### PROBLEM DETAILS
Keep only those lines of the records that include the string "yellow".

Region pointing data
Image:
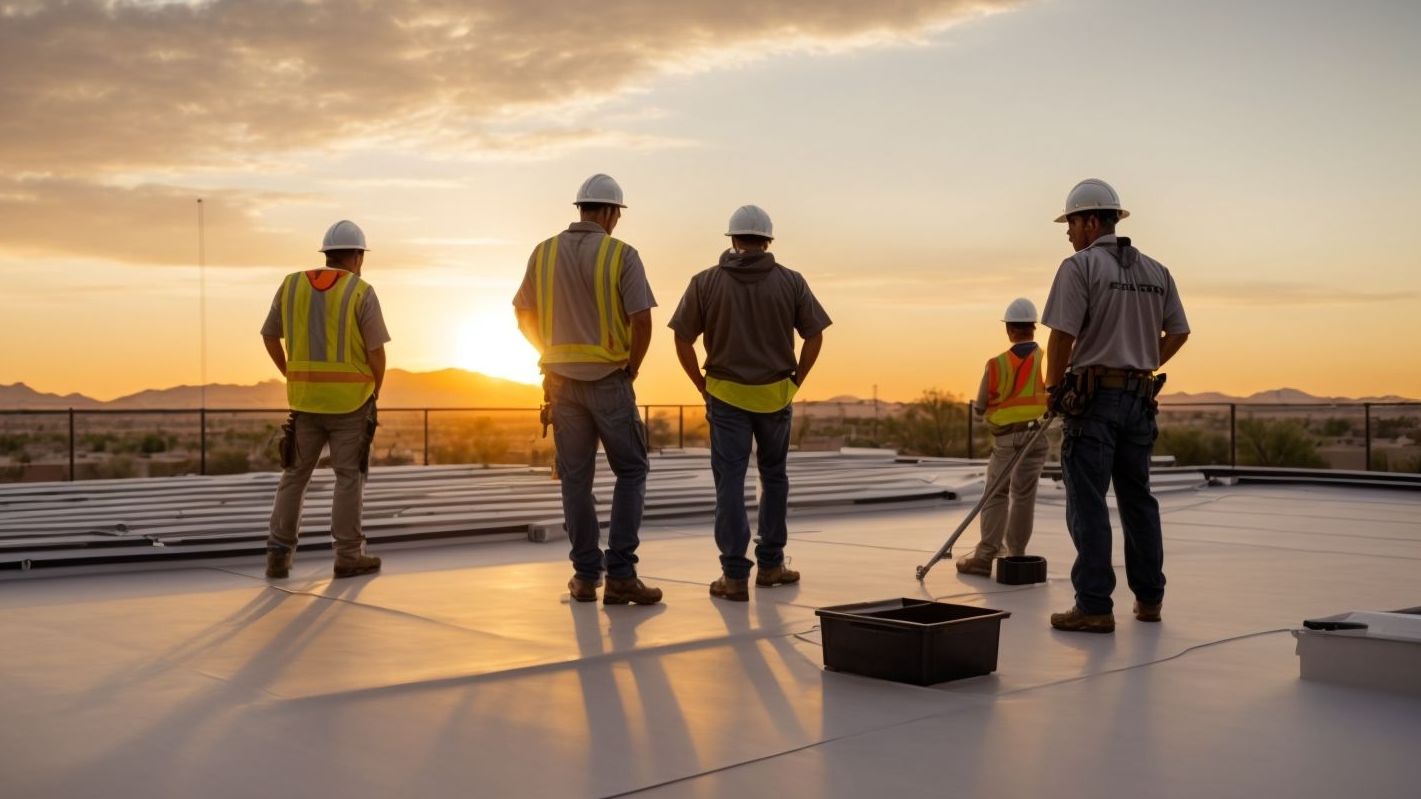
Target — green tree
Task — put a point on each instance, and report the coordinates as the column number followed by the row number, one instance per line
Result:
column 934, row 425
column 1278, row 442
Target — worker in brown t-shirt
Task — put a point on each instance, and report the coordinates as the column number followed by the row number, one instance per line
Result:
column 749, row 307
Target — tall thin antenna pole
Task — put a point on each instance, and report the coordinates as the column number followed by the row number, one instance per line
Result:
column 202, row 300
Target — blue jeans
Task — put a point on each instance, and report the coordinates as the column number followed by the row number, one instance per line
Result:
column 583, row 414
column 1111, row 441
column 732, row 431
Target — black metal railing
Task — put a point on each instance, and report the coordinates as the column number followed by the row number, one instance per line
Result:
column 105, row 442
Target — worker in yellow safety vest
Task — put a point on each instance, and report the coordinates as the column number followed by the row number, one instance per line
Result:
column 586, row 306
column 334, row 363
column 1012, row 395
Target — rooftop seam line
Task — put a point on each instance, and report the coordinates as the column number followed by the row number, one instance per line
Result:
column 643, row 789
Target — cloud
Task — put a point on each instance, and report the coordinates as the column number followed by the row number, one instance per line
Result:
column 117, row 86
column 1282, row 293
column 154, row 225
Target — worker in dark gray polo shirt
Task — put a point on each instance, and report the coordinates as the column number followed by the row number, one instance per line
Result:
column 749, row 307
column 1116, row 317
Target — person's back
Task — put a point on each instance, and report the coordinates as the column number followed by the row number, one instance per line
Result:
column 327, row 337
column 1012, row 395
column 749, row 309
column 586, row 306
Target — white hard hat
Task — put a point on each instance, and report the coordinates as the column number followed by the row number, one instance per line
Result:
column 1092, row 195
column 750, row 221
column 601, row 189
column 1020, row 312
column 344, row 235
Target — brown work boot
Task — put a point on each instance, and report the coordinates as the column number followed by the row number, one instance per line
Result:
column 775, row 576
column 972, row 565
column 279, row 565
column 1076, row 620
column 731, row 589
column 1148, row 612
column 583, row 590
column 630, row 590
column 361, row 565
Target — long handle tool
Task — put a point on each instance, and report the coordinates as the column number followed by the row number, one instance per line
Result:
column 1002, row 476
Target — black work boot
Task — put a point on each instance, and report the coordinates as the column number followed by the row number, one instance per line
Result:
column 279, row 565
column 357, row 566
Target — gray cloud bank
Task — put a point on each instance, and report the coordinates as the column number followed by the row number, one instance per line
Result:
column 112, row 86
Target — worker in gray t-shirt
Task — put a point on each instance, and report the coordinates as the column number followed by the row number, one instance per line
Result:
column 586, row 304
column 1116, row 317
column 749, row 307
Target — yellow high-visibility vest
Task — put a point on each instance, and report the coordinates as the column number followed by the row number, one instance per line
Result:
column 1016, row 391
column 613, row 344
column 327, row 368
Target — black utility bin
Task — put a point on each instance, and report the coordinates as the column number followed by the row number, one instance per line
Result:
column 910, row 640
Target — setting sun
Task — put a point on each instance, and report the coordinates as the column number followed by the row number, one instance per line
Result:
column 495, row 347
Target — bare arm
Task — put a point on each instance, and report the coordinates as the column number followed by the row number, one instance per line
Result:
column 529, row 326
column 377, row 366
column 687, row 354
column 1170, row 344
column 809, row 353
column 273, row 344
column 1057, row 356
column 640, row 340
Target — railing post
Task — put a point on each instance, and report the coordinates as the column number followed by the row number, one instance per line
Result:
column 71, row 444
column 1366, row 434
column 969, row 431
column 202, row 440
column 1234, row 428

### PROBLEM SOLUTION
Target — worker in yellow safety vest
Target — yellow high-visibility vest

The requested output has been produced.